- Exercises:
1. Name the features of the ridge axis that the research page says the AUV microbathymetric maps highlight.
2. Format the listing as a JSON list of strings, one string per line and no blank lines. Start at the first line of the listing and end with the line containing "left=0, top=0, right=768, bottom=324", including both.

- Page:
########

Research

One of my long-standing interests concerns the mid-ocean ridges. Using various geophysical techniques, I document their changing geometry and investigate possible driving mechanisms [see article]. Another aspect of this work concerns the actual geological events that contribute to crustal accretion, and in particular, the frequency, recurrence, magnitude, and spatial distributions of volcanic eruptions [see article]. I used an AUV to produce microbathymetric maps of the ridge axis that highlight individual eruptive vents, lava flow boundaries, fissures, and minor faults [see summary figure]. Combined with detailed maps of the magnetic field and photomosaics of sub-areas, this approach reveals lava pathways in the shallow subsurface and at the seafloor [see article]. I also collaborated on a project to assess the timing of eruptions by measuring the magnetic paleointensity of basaltic glasses [see article]. And recently, I co-led a project to deploy an array of pressure sensors along a section of the East Pacific Rise, with the goal to monitor any vertical motion related to magmatic intrusion. That 3-year field experiment is coupled with a numerical modeling of seafloor deformations [see slide] [RIDGE2000 experiment coordination].

Another focus for my research concerns the neotectonics of coastal areas. I recently coordinated a project to evaluate the seismic hazards associated with the North Anatolian Fault beneath the Marmara Sea (Turkey) [see recent workshop site]. We developed a methodology for underwater paleoseismology and the characterization of Holocene fault behavior using marine geophysical methods and carefully sited sediment cores [see article]. We determined the likely termination of the ground rupture from the 1999 Mw=7.2 earthquake, evaluated Holocene horizontal and vertical slips along the main fault branch [see articles: Cormier et al., 2006 & Seeber et al. 2006 and Polonia et al., 2004], and recognized historical earthquakes in the sediment stratigraphy [see article]. As an extension of that effort, we are now initiating a study of the Tan-LU fault system beneath the shallow Bohai Sea, offshore China [see MU PIRE site and figure].

########

- Data rows:
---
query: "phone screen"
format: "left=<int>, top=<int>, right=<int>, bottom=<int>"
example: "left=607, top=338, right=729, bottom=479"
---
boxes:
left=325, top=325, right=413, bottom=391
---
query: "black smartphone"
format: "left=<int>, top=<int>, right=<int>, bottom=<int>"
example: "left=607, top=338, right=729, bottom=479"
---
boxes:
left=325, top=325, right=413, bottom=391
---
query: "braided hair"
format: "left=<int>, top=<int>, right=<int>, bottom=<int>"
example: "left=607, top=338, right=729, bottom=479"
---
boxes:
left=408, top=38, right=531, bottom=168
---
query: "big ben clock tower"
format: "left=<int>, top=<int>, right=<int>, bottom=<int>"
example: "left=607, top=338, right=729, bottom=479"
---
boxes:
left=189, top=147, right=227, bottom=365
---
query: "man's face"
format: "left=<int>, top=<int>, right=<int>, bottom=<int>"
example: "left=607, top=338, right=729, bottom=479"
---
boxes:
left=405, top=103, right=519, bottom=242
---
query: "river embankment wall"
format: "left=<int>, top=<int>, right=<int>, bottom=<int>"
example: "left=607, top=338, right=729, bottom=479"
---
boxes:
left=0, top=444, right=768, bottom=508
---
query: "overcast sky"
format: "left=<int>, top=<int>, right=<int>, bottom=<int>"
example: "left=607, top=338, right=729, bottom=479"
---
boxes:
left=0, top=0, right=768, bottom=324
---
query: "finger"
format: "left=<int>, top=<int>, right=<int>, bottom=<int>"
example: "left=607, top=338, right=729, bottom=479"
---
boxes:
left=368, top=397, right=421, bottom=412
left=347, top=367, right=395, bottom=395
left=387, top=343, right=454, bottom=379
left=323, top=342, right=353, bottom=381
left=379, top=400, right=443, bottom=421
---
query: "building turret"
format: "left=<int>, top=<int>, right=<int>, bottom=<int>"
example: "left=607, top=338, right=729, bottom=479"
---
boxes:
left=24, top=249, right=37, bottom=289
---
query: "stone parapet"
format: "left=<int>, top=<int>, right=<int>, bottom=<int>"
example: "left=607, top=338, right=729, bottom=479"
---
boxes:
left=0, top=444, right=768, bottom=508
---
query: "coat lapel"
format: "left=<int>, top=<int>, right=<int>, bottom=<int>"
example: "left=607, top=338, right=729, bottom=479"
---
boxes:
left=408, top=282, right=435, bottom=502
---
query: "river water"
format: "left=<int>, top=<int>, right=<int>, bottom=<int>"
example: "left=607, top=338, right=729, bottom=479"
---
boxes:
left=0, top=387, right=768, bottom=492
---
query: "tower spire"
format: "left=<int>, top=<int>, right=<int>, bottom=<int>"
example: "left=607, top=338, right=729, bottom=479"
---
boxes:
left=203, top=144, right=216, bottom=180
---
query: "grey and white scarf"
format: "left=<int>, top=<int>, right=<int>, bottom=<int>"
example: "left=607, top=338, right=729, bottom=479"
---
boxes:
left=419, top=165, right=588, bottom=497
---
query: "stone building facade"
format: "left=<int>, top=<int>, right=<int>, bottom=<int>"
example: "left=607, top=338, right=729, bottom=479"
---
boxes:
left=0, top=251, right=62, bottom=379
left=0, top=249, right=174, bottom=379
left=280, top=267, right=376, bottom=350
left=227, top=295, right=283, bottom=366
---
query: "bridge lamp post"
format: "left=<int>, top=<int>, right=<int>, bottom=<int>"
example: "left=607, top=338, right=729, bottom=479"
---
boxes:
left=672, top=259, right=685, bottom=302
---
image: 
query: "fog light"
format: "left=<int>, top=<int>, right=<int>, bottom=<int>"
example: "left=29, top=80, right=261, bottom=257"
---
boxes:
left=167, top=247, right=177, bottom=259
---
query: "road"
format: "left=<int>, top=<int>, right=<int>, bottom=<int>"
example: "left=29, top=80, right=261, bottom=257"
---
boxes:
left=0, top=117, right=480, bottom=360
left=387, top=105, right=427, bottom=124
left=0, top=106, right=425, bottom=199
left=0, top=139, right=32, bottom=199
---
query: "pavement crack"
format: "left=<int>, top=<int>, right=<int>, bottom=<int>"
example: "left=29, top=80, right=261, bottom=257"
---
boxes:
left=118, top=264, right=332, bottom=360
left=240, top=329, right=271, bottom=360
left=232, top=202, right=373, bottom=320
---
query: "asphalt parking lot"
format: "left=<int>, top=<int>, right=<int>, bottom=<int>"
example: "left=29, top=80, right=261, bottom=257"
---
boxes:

########

- Answers provided:
1.
- individual eruptive vents
- lava flow boundaries
- fissures
- minor faults

2.
[
  "---",
  "query: \"phone screen\"",
  "format: \"left=<int>, top=<int>, right=<int>, bottom=<int>\"",
  "example: \"left=607, top=338, right=729, bottom=479\"",
  "---",
  "boxes:",
  "left=325, top=325, right=413, bottom=391",
  "---",
  "query: \"black smartphone\"",
  "format: \"left=<int>, top=<int>, right=<int>, bottom=<int>\"",
  "example: \"left=607, top=338, right=729, bottom=479\"",
  "---",
  "boxes:",
  "left=325, top=325, right=413, bottom=391",
  "---",
  "query: \"braided hair\"",
  "format: \"left=<int>, top=<int>, right=<int>, bottom=<int>\"",
  "example: \"left=607, top=338, right=729, bottom=479\"",
  "---",
  "boxes:",
  "left=408, top=38, right=531, bottom=168",
  "---",
  "query: \"big ben clock tower\"",
  "format: \"left=<int>, top=<int>, right=<int>, bottom=<int>\"",
  "example: \"left=607, top=338, right=729, bottom=479\"",
  "---",
  "boxes:",
  "left=189, top=147, right=227, bottom=365",
  "---",
  "query: \"man's face\"",
  "format: \"left=<int>, top=<int>, right=<int>, bottom=<int>\"",
  "example: \"left=607, top=338, right=729, bottom=479\"",
  "---",
  "boxes:",
  "left=405, top=103, right=519, bottom=242",
  "---",
  "query: \"river embankment wall\"",
  "format: \"left=<int>, top=<int>, right=<int>, bottom=<int>\"",
  "example: \"left=607, top=338, right=729, bottom=479\"",
  "---",
  "boxes:",
  "left=0, top=444, right=768, bottom=508",
  "---",
  "query: \"overcast sky\"",
  "format: \"left=<int>, top=<int>, right=<int>, bottom=<int>\"",
  "example: \"left=607, top=338, right=729, bottom=479\"",
  "---",
  "boxes:",
  "left=0, top=0, right=768, bottom=324"
]